+++ Teks Kutipan +++

Kalo menikah kita bisa minta bantuan EO. Namun untuk hidup kita harus
merancang semuanya sendiri. Kita adalah EO untuk hidup kita sediri. Jika
kita tidak merancang apa yang akan kita jalani maka seringkali orang
lain yang akan melakukannya untuk kita dan ini tentunya tidak akan
sejalan dengan yang kita inginkan.
Pada tataran yang lebih hakiki sebenarnya setiap detik kehidupan adalah
momen bersejarah yang diabadikan oleh kamera kesadaran diri. Dengan
kesadaran ini maka kita akan memanfaatkan waktu dengan hati-hati dan
sungguh-sungguh.
Saat kita menjalani hidup sesuai dengan purpose maka saat itu kita
menyalakan api lilin kehidupan kita. Pada momen ini kita bisa menjadi
terang bagi orang lain. Dan yang lebih penting lagi kita bisa berbagi
api untuk menghidupkan lilin orang lain.

+++ Data Tersimpan +++

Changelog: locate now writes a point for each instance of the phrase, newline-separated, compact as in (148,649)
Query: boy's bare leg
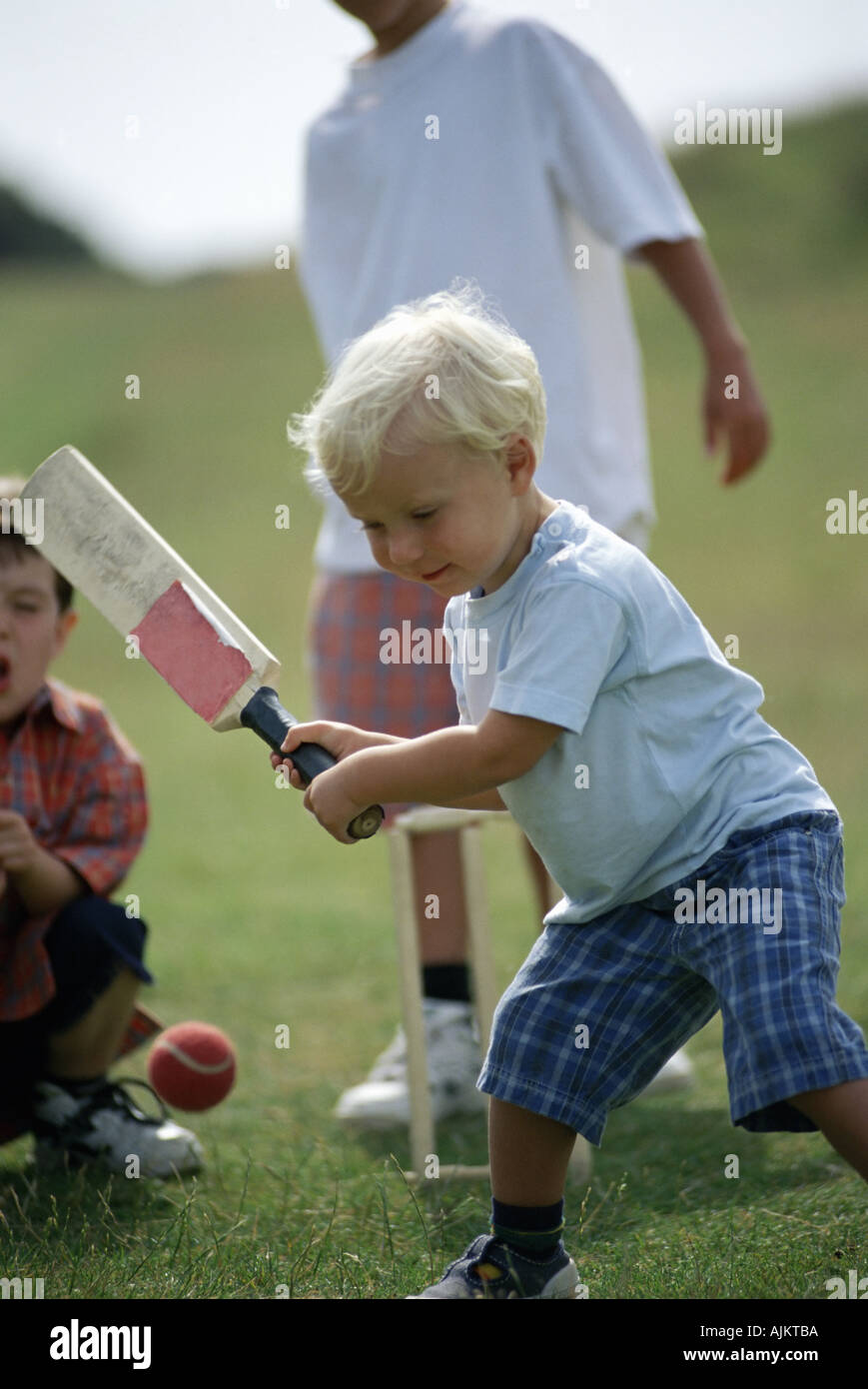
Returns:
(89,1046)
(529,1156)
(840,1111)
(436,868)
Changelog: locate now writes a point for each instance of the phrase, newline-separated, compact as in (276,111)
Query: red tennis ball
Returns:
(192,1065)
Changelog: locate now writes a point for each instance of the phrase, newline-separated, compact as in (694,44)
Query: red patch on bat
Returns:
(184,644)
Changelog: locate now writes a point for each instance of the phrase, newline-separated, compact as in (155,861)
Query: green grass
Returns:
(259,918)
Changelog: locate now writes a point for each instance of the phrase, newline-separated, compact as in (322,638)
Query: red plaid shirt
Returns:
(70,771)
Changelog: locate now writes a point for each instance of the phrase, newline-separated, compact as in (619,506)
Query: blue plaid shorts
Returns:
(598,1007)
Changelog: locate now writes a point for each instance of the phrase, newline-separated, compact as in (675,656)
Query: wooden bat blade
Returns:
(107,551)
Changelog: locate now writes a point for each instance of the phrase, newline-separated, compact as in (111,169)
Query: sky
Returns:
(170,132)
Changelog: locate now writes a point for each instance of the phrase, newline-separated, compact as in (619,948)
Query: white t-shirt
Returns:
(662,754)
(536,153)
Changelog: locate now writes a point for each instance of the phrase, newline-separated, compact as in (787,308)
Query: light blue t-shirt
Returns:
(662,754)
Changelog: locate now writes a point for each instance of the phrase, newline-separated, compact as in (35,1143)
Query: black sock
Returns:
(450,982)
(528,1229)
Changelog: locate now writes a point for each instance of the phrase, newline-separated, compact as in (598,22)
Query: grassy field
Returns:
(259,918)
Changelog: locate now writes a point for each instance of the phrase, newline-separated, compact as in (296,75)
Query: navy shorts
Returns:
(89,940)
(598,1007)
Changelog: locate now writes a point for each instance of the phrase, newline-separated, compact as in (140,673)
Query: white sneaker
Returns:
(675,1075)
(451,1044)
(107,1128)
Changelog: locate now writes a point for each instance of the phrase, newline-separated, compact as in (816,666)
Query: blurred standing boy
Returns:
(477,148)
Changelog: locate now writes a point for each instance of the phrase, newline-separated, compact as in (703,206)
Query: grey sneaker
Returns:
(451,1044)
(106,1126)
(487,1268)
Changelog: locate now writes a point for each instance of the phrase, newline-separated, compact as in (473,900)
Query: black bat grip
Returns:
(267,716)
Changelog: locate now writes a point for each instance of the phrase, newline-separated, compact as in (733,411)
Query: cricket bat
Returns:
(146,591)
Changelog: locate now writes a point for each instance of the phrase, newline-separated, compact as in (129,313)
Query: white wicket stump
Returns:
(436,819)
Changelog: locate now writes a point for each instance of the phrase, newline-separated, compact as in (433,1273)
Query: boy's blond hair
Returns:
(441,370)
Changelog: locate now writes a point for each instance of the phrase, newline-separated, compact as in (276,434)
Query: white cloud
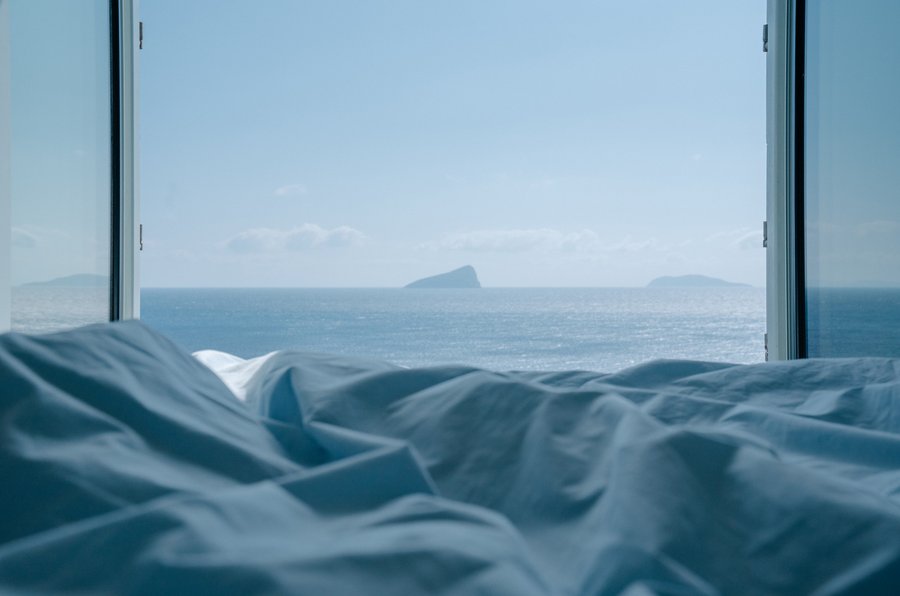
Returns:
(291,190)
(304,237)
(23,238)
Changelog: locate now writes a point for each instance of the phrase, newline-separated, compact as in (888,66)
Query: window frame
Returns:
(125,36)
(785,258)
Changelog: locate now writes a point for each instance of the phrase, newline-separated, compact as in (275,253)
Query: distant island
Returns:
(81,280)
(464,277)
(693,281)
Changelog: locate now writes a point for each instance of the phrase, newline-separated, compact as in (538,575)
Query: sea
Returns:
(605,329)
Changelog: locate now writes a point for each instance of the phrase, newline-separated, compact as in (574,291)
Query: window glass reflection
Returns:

+++
+++ Data Tersimpan +++

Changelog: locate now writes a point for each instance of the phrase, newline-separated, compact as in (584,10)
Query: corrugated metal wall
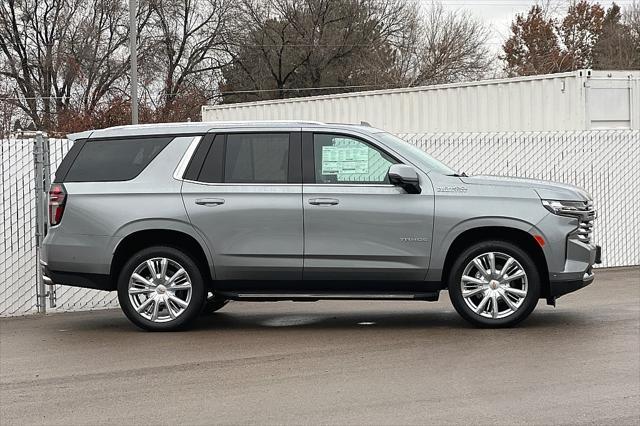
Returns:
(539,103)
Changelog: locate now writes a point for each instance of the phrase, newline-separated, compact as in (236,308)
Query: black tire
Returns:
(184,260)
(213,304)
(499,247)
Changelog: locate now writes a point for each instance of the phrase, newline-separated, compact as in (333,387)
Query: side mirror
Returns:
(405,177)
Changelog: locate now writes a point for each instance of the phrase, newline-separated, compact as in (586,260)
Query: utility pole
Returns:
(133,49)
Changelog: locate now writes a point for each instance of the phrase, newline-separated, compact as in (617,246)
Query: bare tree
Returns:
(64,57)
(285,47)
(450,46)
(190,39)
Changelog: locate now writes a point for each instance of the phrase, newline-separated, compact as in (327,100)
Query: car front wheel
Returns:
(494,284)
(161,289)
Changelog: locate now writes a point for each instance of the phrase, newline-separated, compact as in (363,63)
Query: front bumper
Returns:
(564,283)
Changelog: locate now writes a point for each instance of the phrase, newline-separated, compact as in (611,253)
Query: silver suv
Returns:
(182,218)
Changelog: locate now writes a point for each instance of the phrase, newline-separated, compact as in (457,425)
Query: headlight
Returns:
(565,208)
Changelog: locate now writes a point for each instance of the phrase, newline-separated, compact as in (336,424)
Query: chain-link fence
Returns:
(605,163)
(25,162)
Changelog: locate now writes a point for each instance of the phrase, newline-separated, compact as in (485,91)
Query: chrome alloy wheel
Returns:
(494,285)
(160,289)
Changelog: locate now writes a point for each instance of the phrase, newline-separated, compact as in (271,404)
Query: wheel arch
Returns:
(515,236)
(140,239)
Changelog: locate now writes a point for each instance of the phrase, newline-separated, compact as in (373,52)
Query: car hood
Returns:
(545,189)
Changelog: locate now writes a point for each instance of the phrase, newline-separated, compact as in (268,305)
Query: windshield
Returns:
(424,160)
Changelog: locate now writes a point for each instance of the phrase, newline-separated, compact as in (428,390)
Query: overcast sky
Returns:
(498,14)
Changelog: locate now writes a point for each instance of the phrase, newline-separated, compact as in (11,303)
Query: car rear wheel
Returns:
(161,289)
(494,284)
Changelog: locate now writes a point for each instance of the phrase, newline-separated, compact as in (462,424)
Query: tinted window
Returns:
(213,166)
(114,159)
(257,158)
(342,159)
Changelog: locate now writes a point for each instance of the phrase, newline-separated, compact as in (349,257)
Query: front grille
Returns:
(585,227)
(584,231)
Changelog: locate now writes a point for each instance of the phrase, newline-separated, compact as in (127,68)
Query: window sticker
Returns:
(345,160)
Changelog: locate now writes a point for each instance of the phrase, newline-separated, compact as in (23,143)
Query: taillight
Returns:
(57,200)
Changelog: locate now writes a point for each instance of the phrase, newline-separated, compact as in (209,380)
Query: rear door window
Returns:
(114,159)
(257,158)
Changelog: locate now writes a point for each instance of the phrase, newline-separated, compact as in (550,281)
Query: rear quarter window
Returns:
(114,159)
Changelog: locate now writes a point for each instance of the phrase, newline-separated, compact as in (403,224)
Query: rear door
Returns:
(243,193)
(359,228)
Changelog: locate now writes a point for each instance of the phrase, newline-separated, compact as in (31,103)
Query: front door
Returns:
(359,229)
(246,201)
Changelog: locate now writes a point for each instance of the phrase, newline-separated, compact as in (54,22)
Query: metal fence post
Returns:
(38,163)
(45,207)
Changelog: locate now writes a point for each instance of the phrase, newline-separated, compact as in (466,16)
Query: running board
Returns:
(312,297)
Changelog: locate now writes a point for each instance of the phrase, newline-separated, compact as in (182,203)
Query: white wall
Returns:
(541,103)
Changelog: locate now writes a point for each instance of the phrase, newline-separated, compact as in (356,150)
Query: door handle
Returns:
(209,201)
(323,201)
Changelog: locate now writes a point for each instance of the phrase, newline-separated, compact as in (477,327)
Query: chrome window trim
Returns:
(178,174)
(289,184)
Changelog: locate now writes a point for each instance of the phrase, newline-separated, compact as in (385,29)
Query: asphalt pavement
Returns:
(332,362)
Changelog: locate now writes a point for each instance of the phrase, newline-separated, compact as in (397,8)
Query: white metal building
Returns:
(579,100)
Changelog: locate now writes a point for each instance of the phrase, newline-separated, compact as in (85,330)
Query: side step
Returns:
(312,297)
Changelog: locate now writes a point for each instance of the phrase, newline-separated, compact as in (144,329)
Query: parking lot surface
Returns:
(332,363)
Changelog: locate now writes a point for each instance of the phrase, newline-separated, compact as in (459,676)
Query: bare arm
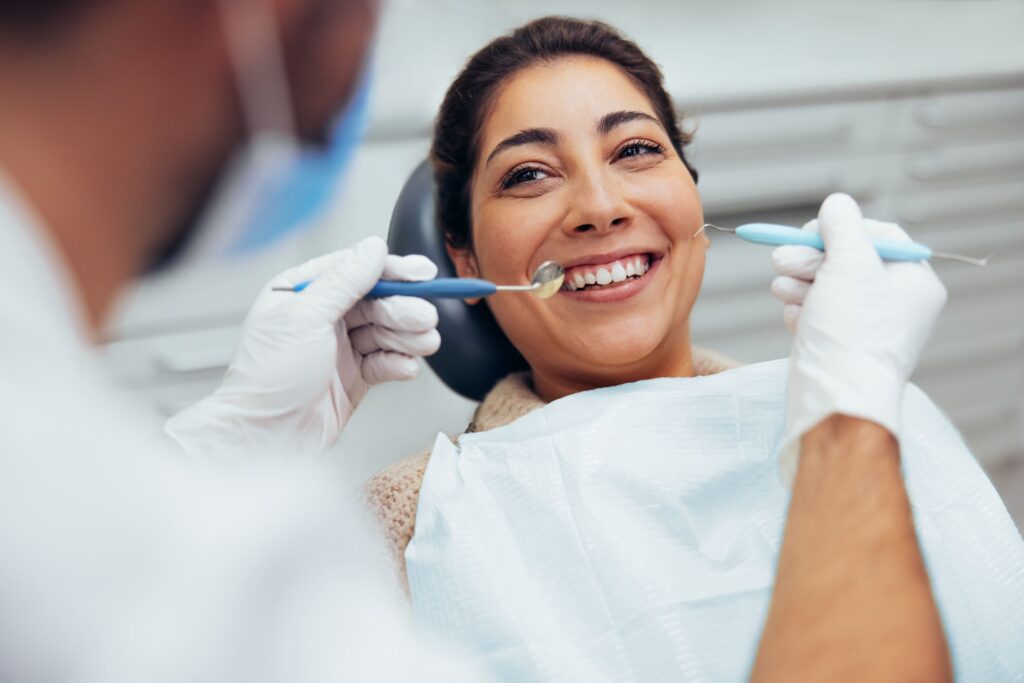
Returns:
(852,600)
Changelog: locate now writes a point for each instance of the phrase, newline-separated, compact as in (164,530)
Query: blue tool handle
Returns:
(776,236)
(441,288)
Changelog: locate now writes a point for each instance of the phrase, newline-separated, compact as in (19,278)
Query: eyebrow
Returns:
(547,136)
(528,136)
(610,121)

+++
+++ Data Tersimpan +++

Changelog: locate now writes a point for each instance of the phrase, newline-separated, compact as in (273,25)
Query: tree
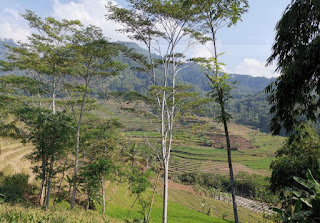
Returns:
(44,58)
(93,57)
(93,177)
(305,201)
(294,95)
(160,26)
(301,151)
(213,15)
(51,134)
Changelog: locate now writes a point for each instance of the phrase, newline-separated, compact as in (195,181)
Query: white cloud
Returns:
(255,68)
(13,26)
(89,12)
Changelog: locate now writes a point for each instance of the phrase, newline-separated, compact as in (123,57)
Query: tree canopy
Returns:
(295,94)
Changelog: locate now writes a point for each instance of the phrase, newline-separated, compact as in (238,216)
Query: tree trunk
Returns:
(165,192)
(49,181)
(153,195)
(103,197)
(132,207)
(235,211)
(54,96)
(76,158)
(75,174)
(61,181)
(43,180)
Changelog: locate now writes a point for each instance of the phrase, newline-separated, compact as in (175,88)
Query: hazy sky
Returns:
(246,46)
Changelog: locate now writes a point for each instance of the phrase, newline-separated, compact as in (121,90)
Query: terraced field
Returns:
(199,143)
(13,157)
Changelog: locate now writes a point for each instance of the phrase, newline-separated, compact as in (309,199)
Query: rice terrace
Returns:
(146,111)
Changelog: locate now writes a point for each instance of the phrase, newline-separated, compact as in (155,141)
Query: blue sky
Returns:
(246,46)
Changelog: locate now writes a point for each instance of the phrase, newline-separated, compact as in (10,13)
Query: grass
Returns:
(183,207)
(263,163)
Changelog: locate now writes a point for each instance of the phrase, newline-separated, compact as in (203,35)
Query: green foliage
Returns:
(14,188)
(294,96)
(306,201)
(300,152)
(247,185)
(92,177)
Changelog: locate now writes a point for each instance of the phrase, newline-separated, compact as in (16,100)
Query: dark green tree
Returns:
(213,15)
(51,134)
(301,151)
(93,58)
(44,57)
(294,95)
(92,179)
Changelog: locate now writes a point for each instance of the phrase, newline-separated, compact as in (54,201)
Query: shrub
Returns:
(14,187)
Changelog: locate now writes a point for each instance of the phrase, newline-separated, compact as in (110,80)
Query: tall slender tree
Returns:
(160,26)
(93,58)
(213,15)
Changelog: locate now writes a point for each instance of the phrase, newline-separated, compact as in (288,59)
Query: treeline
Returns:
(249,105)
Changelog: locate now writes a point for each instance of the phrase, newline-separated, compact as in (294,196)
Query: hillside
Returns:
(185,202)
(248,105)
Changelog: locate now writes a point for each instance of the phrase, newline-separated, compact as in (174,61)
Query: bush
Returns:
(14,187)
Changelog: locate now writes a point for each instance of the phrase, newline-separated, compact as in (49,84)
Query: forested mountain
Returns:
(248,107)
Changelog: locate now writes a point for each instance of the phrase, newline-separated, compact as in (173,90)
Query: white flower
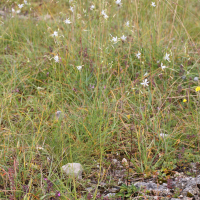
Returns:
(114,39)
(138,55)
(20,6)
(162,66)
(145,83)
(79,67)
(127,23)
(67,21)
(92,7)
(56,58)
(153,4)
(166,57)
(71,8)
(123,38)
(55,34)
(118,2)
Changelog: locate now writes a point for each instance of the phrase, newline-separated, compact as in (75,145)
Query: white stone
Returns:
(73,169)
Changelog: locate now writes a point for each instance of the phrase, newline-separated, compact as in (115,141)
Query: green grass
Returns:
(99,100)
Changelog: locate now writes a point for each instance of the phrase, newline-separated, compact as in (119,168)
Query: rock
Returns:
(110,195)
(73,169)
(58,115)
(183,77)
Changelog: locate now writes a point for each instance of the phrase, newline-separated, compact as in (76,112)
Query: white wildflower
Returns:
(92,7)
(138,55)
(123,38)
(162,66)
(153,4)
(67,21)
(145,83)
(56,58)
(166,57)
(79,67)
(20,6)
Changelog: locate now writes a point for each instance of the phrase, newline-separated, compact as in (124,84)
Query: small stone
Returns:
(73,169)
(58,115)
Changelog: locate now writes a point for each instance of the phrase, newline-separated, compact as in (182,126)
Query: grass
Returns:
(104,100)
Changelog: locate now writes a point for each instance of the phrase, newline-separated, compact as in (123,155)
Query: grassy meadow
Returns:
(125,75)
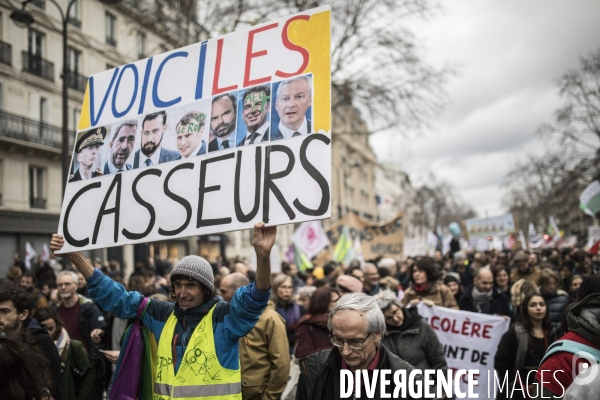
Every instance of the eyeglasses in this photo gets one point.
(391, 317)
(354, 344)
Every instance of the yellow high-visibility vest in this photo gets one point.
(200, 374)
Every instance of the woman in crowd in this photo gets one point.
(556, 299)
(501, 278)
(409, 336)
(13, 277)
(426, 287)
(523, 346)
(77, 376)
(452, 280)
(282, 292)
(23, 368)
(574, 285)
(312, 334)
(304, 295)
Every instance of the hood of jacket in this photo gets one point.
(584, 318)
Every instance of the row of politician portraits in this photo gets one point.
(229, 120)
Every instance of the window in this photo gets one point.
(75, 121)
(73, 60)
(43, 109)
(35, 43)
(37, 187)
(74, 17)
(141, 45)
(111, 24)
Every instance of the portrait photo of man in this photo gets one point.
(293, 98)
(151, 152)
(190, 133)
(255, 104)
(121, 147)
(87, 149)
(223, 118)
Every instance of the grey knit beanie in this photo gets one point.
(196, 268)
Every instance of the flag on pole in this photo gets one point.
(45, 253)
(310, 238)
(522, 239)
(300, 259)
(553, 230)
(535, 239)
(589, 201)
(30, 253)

+++

▶ _Yang Harus Dikerjakan_
(a) Salin bagian teks kutipan dengan persis, dimulai pada "Kalo menikah kita" dan berakhir pada "yang kita inginkan.".
(b) Bagaimana ringkasan teks kutipan dalam dua kalimat?

▶ _Jawaban Tiap Tugas_
(a)
Kalo menikah kita bisa minta bantuan EO. Namun untuk hidup kita harus
merancang semuanya sendiri. Kita adalah EO untuk hidup kita sediri. Jika
kita tidak merancang apa yang akan kita jalani maka seringkali orang
lain yang akan melakukannya untuk kita dan ini tentunya tidak akan
sejalan dengan yang kita inginkan.

(b) Kita harus merancang hidup kita sendiri; jika tidak, orang lain sering kali akan melakukannya untuk kita dan hasilnya tidak akan sejalan dengan keinginan kita. Saat menjalani hidup sesuai dengan purpose, kita menyalakan api lilin kehidupan kita sehingga bisa menjadi terang bagi orang lain dan berbagi api untuk menghidupkan lilin mereka.